## start EXCERPT
Personal / Wellness Dev

The New Adulthood

Requirements of Adulthood

 

This is a key fact that must be reinforced over and over in order to change civilization itself: There are dozens of ways to stay a child, but there is only one way to become an adult. Once you understand this, you will realize that most of the modern world, that most of modern civilization, is a complex sophisticated system built to keep us as children.

What are the requirements of authentic adulthood?

  • Conscious awareness of your long-term purpose and heroic impact in this world.
  • Ability to rationally explain why your daily activities are the most aggressive and feasible path to your heroic purpose.
  • Constant assertive aggressiveness in pursuing your purpose.
  • Constant dominant leadership in imposing your purposeful world view on others.
  • Self-compassion and self-empathy in giving yourself love and support during the more challenging times of your purposefulness.
## end EXCERPT
## start ENTRIES PROVIDED
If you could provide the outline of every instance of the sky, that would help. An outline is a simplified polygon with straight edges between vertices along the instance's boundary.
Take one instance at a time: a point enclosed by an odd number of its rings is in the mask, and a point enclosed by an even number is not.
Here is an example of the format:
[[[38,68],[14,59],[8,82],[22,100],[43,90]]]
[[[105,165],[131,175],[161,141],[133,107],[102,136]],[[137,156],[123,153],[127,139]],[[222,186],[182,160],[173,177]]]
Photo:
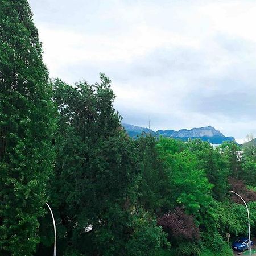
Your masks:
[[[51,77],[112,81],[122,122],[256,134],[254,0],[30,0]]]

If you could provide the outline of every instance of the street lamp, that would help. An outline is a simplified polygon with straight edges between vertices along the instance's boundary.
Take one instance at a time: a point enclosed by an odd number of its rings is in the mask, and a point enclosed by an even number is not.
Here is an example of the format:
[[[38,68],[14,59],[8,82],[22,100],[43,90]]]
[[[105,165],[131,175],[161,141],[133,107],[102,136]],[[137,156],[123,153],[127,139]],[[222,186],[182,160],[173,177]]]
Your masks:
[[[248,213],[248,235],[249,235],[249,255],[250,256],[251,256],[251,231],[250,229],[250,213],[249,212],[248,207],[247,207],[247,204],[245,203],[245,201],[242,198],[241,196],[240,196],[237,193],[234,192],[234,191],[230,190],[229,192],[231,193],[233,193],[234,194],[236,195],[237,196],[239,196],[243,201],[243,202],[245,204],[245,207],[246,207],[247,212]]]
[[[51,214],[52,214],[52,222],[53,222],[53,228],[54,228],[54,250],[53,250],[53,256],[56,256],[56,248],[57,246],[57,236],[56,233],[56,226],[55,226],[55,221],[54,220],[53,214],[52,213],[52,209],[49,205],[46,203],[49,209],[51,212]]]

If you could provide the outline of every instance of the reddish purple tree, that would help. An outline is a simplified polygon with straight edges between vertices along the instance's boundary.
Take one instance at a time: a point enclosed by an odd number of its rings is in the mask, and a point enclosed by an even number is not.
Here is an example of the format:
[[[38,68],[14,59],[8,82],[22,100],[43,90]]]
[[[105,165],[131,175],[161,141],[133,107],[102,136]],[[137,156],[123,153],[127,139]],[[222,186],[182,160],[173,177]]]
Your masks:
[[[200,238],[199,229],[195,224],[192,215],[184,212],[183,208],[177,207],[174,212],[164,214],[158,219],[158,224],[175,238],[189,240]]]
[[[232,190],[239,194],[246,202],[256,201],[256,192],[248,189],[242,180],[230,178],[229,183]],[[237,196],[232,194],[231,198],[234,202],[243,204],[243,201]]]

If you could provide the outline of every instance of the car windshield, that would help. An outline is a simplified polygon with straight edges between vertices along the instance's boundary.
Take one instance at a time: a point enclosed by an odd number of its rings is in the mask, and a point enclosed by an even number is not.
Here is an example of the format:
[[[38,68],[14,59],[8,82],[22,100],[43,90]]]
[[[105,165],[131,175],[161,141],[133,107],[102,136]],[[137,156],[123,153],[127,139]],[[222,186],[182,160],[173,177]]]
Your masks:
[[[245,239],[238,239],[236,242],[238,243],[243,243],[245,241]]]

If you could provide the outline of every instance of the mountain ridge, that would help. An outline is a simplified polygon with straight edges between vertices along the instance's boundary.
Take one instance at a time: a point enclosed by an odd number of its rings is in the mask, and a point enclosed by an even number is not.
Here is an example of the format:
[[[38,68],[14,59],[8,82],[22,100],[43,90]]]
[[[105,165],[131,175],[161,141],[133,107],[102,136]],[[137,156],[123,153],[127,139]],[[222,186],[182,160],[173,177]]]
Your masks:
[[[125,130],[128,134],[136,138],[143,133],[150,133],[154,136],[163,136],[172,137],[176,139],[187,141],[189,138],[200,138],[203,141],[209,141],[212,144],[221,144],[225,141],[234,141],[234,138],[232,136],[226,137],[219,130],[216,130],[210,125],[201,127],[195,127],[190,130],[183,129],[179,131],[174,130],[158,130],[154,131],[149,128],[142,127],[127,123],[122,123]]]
## end ENTRIES PROVIDED
Transcribe the part of the piece on adulthood that opens with the words containing "What are the" and closes with "view on others.".

What are the requirements of authentic adulthood?

  • Conscious awareness of your long-term purpose and heroic impact in this world.
  • Ability to rationally explain why your daily activities are the most aggressive and feasible path to your heroic purpose.
  • Constant assertive aggressiveness in pursuing your purpose.
  • Constant dominant leadership in imposing your purposeful world view on others.